**Source passage**
:::
The Monte Carlo Rally or Rallye Monte-Carlo (officially Rallye Automobile de Monte-Carlo) is a rallying event organized each year by the Automobile Club de Monaco. From its inception in 1911 by Prince Albert I, the rally was intended to demonstrate improvements and innovations in automobiles, and promote Monaco as a tourist resort on the Mediterranean shore. Before the format changed in 1997, the event was a “concentration rally” in which competitors would set off from various starting points around Europe and drive to Monaco, where the rally would continue to a set of special stages. The rally now takes place along the French Riviera in Monaco and southeast France.



History

1911 beginnings and controversy
In 1909 the Automobile Club de Monaco (Sport Automobile Velocipédique Monégasque) started planning a car rally at the behest of Albert I, Prince of Monaco. The Monte Carlo Rally was to start at points all over Europe and converge on Monte Carlo. In January 1911 23 cars set out from 11 different locations and Henri Rougier was among the nine who left Paris to cover a  route. The event was won by Rougier in a Turcat-Méry 25 Hp. The rally comprised both driving and then somewhat arbitrary judging based on the elegance of the car, passenger comfort and the condition in which it arrived in the principality. The outcry of scandal when the results were published changed nothing, so Rougier was proclaimed the first winner.
:::
**Provided material**
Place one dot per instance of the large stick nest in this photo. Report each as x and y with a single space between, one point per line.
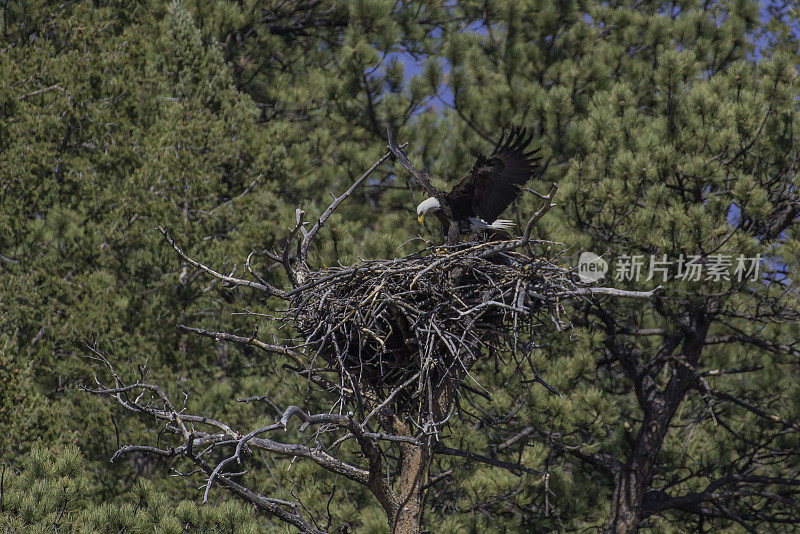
:::
**Tasks**
A – According to the Monte Carlo Rally text, in what car did Henri Rougier win the 1911 event?
B – Return everything in the Monte Carlo Rally text from "The Monte Carlo Rally or" down to "and southeast France.".
C – Write the next part of the Monte Carlo Rally text, picking up after its final sentence.

**Solved tasks**
A – A Turcat-Méry 25 Hp.

B –
The Monte Carlo Rally or Rallye Monte-Carlo (officially Rallye Automobile de Monte-Carlo) is a rallying event organized each year by the Automobile Club de Monaco. From its inception in 1911 by Prince Albert I, the rally was intended to demonstrate improvements and innovations in automobiles, and promote Monaco as a tourist resort on the Mediterranean shore. Before the format changed in 1997, the event was a “concentration rally” in which competitors would set off from various starting points around Europe and drive to Monaco, where the rally would continue to a set of special stages. The rally now takes place along the French Riviera in Monaco and southeast France.

C –
Following the Second World War, works or works-supported teams became more and more important. From 1949 onwards, there was a special Team prize. First winners were the three Allards of Potter, Godsall and Imhof. Simca, Delahaye, Sunbeam-Talbot, Jaguar were subsequent winners. Sydney Allard – as the first and only winner driving his own car – was driving a "works" car in 1952, but Gatsonides also participated in a factory prepared Ford Zephyr in 1953, a year that saw no fewer than eight factory backed Sunbeam-Talbots.

1966 controversy
The 1966 event was the most controversial in the history of the Rally. The first four finishers, driving three Mini-Coopers, Timo Mäkinen, Rauno Aaltonen and Paddy Hopkirk, and Roger Clark's 4th-placed Ford Cortina were all disqualified because they used non-dipping single filament quartz iodine bulbs in their headlamps, in place of the standard double filament dipping glass bulbs, which are fitted to the series production version of each models sold to the public. This elevated Pauli Toivonen (Citroën ID) into first place overall. Rosemary Smith (Hillman Imp) was also disqualified from sixth place, after winning the Coupe des Dames, the ladies' class. In all, ten cars were disqualified. Teams threatened to boycott the event. The headline in Motor Sport read "The Monte Carlo Fiasco".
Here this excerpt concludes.